→ **Text to read**
[start]

In today’s complex tax environment, understanding how your investments are taxed and how best to be tax-efficient with the way in which you invest can have a significant impact on your bottom line. To help you make better sense of the complicated rules regarding investments, we’ve come up with a series of tax rankings for types of accounts and types of investment income to help you make more efficient decisions with your hard earned dollars in the future.
Tax Ranking of the Types of Accounts
Best: Tax-Exempt Accounts (Roth IRAs, 529s, ESAs) – Your earnings in tax-exempt accounts are never taxed (unless you pull them out at a penalty), which makes them the most efficient type of account to use.
Ok: Tax-Deferred Accounts (Traditional IRAs, 401ks) – Tax-deferred accounts are taxed later on which is what makes them “deferred.” Tax-deferred accounts are a good idea for long-term savings because the earnings grow without being taxed at current rates. This is more important for someone who is in a high tax bracket currently, but will likely shift to a much lower tax bracket in the future. For example, consider someone who is currently earning $250k, but will likely only need $80k to live off of in retirement. Right now that individual is in a high tax bracket, but in retirement, he or she will drop to a lower tax bracket. By choosing a deferred account, they are avoiding current tax rates, allowing their money to grow tax-deferred, and will pay much lower taxes in the future.

[end]

→ **Problems**
- 1) From the text on tax rankings for investment accounts, list every specific account type given in parentheses.
- 2) Duplicate the passage of the tax-ranking text starting at "Tax Ranking of" and ending at "account to use.".
None of the data is needed for this work.

Dataset records on object locations:
[start]

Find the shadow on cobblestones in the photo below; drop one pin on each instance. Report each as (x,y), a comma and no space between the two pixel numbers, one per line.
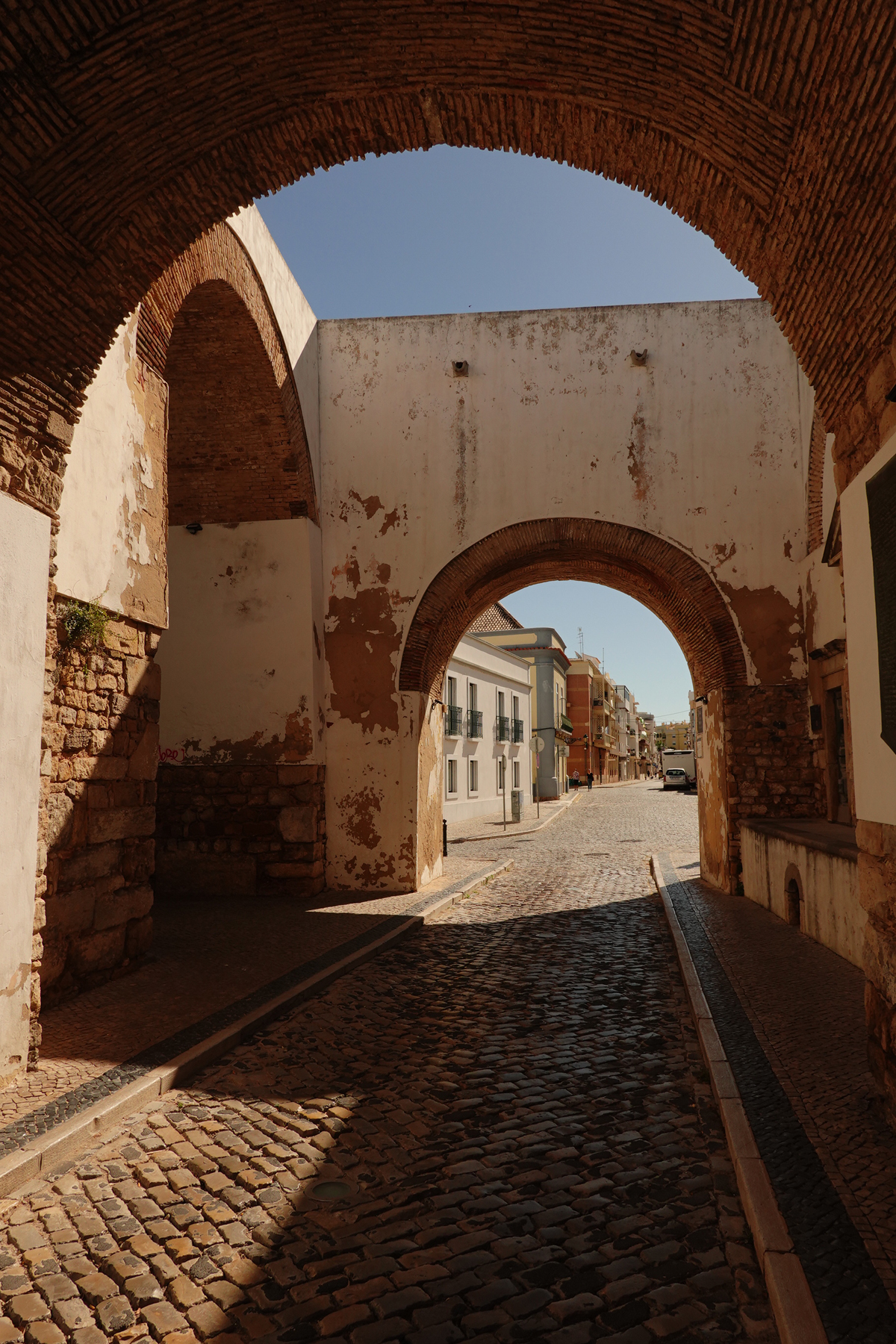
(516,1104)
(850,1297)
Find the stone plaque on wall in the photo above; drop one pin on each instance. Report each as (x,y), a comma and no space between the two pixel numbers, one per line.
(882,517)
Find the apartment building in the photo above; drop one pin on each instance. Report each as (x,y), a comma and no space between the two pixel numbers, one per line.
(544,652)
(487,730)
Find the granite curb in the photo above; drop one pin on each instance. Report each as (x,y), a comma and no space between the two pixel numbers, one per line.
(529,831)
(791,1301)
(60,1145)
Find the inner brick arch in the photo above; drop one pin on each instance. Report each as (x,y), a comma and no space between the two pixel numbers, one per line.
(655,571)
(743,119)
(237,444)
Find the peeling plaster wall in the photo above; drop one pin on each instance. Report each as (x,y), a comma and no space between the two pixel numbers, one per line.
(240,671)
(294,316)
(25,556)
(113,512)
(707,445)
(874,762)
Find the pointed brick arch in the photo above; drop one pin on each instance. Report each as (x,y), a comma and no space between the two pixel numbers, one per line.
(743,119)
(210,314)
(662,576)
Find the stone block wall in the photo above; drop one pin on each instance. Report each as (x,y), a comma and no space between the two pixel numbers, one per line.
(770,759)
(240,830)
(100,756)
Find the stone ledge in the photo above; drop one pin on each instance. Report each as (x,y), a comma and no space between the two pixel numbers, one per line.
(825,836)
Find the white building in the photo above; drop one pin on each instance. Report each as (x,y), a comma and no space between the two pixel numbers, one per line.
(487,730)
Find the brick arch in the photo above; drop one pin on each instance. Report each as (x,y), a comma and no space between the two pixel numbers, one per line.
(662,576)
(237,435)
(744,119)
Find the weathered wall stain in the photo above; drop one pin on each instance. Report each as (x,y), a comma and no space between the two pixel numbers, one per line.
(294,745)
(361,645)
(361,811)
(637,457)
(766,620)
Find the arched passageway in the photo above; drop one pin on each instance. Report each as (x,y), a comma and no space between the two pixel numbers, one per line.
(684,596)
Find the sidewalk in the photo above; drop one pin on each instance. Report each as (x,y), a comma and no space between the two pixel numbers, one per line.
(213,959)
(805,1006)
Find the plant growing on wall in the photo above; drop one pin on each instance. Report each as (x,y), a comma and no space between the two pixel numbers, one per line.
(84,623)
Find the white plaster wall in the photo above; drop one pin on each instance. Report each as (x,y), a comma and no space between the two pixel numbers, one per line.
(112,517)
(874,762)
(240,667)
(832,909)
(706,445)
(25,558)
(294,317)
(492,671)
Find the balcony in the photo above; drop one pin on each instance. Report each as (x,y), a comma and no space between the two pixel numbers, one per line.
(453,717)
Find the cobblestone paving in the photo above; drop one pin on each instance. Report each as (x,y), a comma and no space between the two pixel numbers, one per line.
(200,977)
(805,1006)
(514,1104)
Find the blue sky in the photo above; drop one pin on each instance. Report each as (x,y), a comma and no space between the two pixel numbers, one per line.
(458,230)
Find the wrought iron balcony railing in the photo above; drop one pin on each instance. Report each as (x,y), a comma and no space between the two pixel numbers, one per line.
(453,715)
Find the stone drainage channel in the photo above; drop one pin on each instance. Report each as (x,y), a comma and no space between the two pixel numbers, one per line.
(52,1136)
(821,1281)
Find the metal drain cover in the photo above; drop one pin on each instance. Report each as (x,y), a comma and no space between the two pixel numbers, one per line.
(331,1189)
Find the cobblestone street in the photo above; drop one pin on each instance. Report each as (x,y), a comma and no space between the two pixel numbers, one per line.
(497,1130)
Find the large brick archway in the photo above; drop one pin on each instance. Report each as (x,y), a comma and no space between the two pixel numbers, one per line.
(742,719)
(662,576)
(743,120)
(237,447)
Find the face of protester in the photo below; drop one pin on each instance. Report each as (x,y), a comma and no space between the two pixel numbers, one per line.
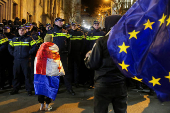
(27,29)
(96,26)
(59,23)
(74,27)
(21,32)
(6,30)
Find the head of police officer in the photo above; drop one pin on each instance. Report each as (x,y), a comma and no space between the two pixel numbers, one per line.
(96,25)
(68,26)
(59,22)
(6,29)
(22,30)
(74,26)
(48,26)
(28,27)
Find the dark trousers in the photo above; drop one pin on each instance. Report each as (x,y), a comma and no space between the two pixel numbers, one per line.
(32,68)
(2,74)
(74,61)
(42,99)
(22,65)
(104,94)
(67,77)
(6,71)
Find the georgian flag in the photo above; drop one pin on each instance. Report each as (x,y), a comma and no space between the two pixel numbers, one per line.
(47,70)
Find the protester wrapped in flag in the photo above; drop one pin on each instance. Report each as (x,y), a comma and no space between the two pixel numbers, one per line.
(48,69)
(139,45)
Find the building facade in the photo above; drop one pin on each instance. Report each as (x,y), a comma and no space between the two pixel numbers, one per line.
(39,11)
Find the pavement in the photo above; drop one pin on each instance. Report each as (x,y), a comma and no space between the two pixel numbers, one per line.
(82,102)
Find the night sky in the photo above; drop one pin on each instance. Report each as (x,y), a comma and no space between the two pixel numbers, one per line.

[end]
[start]

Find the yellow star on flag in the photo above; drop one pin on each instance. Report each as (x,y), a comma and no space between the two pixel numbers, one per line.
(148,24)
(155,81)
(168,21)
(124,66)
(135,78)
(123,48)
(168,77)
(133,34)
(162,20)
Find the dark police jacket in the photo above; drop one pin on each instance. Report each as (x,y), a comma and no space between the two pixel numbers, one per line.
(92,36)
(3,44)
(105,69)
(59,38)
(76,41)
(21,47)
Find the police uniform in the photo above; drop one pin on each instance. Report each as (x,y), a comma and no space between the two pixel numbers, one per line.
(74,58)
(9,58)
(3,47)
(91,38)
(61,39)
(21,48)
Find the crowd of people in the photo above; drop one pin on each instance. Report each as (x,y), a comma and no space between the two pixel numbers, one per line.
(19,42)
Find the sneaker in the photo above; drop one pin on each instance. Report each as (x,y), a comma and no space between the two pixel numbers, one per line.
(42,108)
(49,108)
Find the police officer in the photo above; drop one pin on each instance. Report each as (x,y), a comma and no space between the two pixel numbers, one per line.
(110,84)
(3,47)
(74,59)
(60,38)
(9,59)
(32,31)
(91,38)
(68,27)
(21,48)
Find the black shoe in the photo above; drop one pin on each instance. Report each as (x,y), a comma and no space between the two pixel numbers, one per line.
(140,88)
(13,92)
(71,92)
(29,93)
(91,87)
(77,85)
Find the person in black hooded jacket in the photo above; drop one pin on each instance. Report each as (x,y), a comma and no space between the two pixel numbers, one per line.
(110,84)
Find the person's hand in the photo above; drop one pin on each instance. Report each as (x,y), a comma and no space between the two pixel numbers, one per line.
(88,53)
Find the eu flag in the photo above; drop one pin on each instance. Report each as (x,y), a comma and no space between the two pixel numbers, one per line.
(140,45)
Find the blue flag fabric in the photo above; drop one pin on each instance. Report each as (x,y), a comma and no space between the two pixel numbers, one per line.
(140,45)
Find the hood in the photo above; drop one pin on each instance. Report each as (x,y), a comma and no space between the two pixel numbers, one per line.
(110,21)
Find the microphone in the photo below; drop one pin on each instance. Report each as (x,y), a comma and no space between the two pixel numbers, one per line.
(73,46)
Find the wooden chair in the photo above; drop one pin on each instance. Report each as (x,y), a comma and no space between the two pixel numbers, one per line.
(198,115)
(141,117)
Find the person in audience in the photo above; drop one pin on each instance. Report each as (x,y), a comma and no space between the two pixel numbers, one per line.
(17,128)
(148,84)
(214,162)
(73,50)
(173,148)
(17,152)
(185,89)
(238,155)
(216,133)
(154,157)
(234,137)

[end]
[start]

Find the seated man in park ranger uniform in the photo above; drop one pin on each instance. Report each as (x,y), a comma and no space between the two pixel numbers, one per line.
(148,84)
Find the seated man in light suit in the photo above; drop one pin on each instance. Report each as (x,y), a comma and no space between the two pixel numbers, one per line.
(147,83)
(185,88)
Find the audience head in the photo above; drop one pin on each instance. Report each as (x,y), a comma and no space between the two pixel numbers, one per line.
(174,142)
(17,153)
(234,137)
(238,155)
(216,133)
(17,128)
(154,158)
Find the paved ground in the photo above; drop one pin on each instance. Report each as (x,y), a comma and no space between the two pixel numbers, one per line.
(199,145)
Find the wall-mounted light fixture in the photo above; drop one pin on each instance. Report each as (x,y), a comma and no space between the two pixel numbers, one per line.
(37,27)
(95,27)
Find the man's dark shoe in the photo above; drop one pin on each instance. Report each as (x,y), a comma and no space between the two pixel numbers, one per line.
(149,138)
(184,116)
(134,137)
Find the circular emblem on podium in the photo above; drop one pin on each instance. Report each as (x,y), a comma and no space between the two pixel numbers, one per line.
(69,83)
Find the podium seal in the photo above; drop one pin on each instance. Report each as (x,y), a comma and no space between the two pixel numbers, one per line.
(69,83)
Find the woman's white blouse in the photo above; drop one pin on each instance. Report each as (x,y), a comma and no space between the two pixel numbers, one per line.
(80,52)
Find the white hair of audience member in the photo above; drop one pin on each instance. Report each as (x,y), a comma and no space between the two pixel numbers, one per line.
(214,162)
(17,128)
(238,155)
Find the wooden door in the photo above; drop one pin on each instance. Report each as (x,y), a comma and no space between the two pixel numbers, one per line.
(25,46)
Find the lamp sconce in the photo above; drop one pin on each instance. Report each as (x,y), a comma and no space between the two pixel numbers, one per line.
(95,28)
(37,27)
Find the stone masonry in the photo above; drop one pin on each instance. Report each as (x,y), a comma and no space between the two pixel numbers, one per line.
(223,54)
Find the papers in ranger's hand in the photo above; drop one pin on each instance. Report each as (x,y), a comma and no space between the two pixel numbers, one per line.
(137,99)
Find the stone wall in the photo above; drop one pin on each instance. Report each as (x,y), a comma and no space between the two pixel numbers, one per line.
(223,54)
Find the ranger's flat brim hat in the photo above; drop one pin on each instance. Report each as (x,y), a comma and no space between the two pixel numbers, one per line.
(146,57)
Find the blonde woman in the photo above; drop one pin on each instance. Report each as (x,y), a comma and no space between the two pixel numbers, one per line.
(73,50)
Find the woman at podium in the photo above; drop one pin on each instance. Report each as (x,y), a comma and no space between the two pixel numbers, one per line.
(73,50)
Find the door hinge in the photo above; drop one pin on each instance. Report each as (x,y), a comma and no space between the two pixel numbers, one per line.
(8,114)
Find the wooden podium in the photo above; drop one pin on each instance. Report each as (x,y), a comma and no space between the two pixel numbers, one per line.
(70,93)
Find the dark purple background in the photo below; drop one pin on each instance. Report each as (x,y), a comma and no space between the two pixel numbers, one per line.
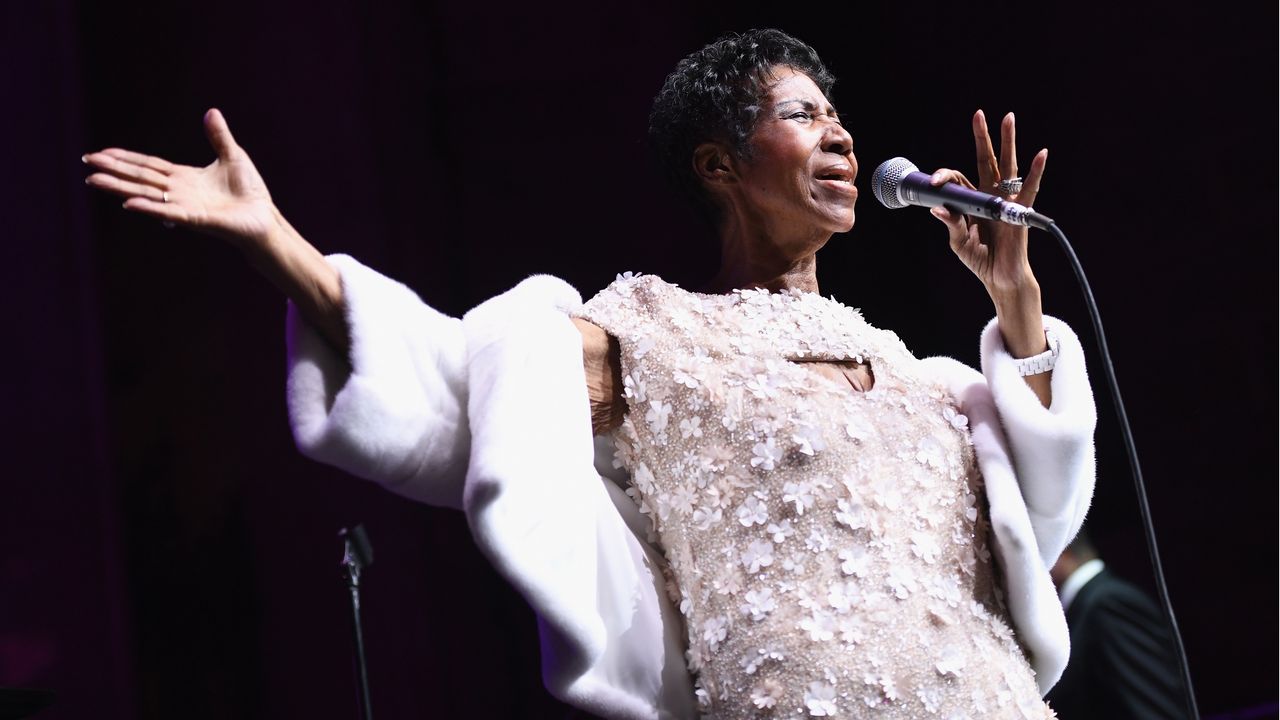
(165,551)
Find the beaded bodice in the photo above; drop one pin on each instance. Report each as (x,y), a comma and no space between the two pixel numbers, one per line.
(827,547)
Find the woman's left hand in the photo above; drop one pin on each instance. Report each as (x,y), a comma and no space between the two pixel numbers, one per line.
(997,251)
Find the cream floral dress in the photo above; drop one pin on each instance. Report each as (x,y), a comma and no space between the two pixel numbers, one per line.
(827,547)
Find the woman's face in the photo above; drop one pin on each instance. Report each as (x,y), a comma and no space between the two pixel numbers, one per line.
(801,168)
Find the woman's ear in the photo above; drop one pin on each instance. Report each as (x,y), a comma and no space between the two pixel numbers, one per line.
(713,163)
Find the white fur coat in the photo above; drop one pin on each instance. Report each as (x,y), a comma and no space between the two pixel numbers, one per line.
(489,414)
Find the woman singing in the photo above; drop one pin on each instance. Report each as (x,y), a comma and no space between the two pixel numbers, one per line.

[end]

→ **Solutions to the exercise**
- 1) Roth IRAs, 529s, ESAs, Traditional IRAs, 401ks

- 2)
Tax Ranking of the Types of Accounts
Best: Tax-Exempt Accounts (Roth IRAs, 529s, ESAs) – Your earnings in tax-exempt accounts are never taxed (unless you pull them out at a penalty), which makes them the most efficient type of account to use.